Additionally, it is admitted that John received several blows to the head and was injured during training on December 9, 2010. The parties agree that John suffered neurological deficits as a result of those blows and was taken to the hospital. Thus, there is no dispute that John suffered an injury by accident on December 9, 2010.
Kohn contends that John's death was caused not just by the injury that occurred on December 9, 2010, which contributed to it, but also as the result of other blows to the head John received earlier in his training. In other words, she asserts that John's death resulted from a series of head traumas over a period of time, rather than from a single identifiable event. She contends that John's death is therefore not compensable under the Act.
Kohn asserts that the circuit court erred in granting summary judgment because there is a material question of fact regarding whether John's death was caused by a single identifiable
trauma or a series of traumas suffered over the course of his training. Citing Dollar General Store v. Cridlin, 22 Va.App. 171, 175, 468 S.E.2d 152, 154 (1996), she posits that if John's death was caused by a series of traumas rather than solely by one event it is " a gradually incurred injury [and] not an injury by accident within the meaning of the [Workers' Compensation] Act." Id. She notes that injuries that result from repetitive traumas are not " injuries by accident."
Southern Express, 257 Va. at 186, 509 S.E.2d at 839.
The City argues that John suffered an injury by accident on December 9, 2010, which was a proximate cause of his death. The City asserts that, whether or not John had preexisting conditions and injuries, his undisputed injury by accident on December 9, 2010, which Kohn alleges contributed to his death, entitles John to workers' compensation benefits and bars this action.
We agree with the City. This case significantly differs from the gradually incurred injury and repetitive trauma cases referenced by Kohn in that John suffered an obvious mechanical or structural change in his body while engaged in a work activity which exposed him to an employment-related hazard that injured him and contributed to his death.

■ EXERCISE DATA

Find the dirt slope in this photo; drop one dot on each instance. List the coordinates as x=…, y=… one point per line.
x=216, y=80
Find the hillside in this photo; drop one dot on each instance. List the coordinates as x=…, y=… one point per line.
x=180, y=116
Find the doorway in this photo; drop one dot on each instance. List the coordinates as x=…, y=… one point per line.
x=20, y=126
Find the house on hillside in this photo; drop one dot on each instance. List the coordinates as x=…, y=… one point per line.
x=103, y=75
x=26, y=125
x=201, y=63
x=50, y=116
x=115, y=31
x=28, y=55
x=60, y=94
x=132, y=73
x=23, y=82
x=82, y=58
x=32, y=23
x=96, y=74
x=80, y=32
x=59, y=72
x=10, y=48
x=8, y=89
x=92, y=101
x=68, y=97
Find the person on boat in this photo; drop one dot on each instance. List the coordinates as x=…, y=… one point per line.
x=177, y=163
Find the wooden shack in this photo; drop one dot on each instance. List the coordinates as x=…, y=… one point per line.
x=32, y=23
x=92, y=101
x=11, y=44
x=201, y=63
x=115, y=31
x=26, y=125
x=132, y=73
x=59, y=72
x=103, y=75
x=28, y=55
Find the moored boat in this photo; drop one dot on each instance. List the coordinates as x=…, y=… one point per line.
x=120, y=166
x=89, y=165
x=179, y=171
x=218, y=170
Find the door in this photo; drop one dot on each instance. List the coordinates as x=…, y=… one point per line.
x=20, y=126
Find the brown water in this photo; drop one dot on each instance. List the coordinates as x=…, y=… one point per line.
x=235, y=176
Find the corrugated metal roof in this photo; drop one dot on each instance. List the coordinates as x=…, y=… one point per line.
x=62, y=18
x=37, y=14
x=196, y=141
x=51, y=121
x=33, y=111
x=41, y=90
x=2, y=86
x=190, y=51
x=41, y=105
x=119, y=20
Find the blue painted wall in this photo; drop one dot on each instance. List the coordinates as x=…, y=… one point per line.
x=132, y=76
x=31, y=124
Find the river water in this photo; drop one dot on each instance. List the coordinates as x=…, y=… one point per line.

■ PARTS OF THE EXERCISE
**1)** Answer these from the court passage about John's death:
(a) On what date did John receive the blows to the head during training?
(b) Which case does Kohn cite for the view that a gradually incurred injury is not an injury by accident?
(c) Which party does the court say it agrees with?
**2)** Continue the court passage about John's death, beginning after its final sentence.

■ RESPONSES FOR EACH TASK
**1)**
(a) December 9, 2010
(b) Dollar General Store v. Cridlin
(c) The City

**2)**
In Byrd v. Stonega Coke & Coal Co., 182 Va. 212, 216, 28 S.E.2d 725, 727 (1944), this Court stated that " if the injury or death results from, or is hastened by, conditions of employment exposing the employee to hazards to a degree beyond that of the public at large, the injury or death is construed to be accidental within the meaning of the statute." In the present case, John collapsed at work after the last blow to his head on December 9, 2010, and was rushed to the hospital. He died several days later. It is undisputed that John was injured on December 9, 2010 during training. Kohn's complaint itself contends that John's injuries on December 9, 2010 contributed to his death. The training on December 9, 2010 was a condition of employment that exposed John to the hazard of blows to the head beyond that of the public at large, and the injury John suffered during training on December 9, 2010 was a proximate cause of his death. Thus, his death is properly construed as accidental within the meaning of the Act.
Accordingly, the circuit court did not err in granting summary judgment on the plea in bar, and the circuit court did not err in holding that the exclusivity provision of the Act, Code § 65.2-307(A), bars this action. As a result, we will affirm the judgment of the circuit court.